Prix des bulbes de l’espèce Gudda entre décembre 1635 et février 1637


Une histoire trop belle pour être vraie

La réalité de cet épisode historique est avérée. Cependant, alors qu’on la qualifie aujourd’hui de première bulle spéculative de l’histoire, et qu’on s’en sert surtout pour démontrer l’irrationalité des marchés financiers (quel être rationnel achèterait une fleur au prix d’une maison ?), il convient d’en relativiser l’ampleur et surtout l’impact. En effet, l’histoire est connue aujourd’hui principalement grâce à un homme : un journaliste britannique du nom de Charles Mackay, qui s’est servi de la tulipomanie en 1841 dans un ouvrage sur la psychologie des foules pour mettre en lumière la « folie des masses ». C’est réellement cet ouvrage, publié un siècle après l’épisode en question, qui a permis à la tulipomanie de passer à la postérité. Or, il suffit d’en lire le titre pour comprendre qu’il n’est pas des plus objectifs. De même, si on analyse les sources de ce dernier, on voit qu’elles sont très peu variées, et qu’elles consistent principalement en des pamphlets commandés par le gouvernement, dans un objectif de propagande anti-spéculative. Ces derniers visaient donc eux-mêmes à mettre en exergue l’irrationalité des acteurs de telles pratiques. Il semble donc que les prix rapportés de certains bulbes de tulipes soient bien réels, mais que l’importance des pratiques de spéculation ait été exagérée. D’autant plus que cette « tulipomanie » est célèbre aujourd’hui, mais qu’elle est très rarement mentionnée dans les ouvrages d’économie de l’époque. On peut donc se douter que l’impact de l’éclatement de la bulle sur l’économie globale néerlandaise a été minime. Ceci s’explique d’ailleurs surement par la législation néerlandaise en vigueur au début du XVIIe siècle, qui rendait illégaux certains types de marchés financiers, dont celui des bulbes de tulipe. Ainsi, lorsque la bulle a éclaté en 1637, la grande majorité des contrats de vente des bulbes ont été répudiés par les autorités, et remplacés par un dédommagement du vendeur représentant une fraction du prix prévu de la vente (aux alentours de 3%). Les contrats étant des contrats à terme (fixant les termes d’une transaction ultérieure), on peut imaginer qu’aucun bulbe n’a réellement était vendu aux prix affichés sur les contrats de février 1637. Les pertes (et les gains) des individus ont donc été largement inférieurs à ceux que l’on peut imaginer en regardant simplement les courbes de prix, qui représentent les contrats et non les transactions réelles.

*INFORMATIONS FOURNIES:*
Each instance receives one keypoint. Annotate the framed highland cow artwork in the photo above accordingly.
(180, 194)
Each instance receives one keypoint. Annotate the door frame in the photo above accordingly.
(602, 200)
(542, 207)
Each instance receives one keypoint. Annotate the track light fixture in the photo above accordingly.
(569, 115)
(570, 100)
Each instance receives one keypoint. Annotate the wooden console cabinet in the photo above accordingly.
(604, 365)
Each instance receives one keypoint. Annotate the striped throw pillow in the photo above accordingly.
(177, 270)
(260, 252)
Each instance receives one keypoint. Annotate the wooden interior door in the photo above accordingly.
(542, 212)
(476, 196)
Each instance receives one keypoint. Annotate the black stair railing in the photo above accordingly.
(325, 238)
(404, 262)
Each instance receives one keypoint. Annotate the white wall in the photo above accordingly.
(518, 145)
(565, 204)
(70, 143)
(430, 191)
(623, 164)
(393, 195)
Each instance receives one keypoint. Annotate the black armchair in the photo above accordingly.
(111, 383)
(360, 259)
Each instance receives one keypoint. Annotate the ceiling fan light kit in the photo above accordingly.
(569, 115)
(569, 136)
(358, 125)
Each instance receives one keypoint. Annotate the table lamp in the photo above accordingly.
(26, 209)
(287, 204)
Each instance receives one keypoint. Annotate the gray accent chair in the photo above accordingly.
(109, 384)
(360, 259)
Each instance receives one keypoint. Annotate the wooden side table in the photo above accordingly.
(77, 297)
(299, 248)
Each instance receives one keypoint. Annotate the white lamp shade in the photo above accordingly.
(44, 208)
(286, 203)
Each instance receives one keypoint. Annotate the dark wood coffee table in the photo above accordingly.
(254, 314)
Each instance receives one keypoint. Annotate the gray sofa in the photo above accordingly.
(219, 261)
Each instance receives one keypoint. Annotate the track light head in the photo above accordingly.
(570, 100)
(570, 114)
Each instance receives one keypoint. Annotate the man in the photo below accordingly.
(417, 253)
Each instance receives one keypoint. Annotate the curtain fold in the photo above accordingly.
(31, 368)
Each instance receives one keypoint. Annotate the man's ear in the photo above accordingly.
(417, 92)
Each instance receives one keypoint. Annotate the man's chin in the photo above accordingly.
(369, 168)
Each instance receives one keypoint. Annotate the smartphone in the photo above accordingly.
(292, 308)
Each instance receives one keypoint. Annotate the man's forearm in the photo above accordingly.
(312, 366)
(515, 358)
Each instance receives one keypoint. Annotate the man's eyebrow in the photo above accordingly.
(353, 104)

---

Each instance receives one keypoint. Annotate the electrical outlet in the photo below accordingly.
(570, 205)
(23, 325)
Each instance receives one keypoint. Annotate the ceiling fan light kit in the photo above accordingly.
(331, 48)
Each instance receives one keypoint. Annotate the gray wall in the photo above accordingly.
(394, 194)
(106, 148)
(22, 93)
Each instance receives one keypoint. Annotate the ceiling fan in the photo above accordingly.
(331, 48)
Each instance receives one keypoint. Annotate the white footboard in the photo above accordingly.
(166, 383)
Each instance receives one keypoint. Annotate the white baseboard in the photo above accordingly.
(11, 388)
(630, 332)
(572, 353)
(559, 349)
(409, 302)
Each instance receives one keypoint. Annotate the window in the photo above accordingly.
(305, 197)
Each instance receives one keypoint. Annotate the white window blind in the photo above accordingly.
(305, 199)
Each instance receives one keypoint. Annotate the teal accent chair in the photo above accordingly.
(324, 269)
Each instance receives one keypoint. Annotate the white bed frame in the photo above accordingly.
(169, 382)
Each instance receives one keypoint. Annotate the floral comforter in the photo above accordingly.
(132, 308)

*TRAVAIL À RÉALISER:* Rédigez la suite du texte sur la tulipomanie après sa dernière phrase, s'il vous plaît. Les entrées ne servent pas ici.

*RÉPONSE ATTENDUE:*
  DASH, Mike, YNCHBOAT, Arthyr G.H,  La tulipomania : l’histoire d’une fleur qui valait plus cher qu’un Rembrandt, Paris, JC Lattès, 2006.
  MACKAY, Charles, Extraordinary Popular Delusions and the Madness of Crowds, Petersfield, Harriman House, 2003.
  GARBER, Peter, Famous First Bubbles, Cambridge (Mass), MIT Press, 2000.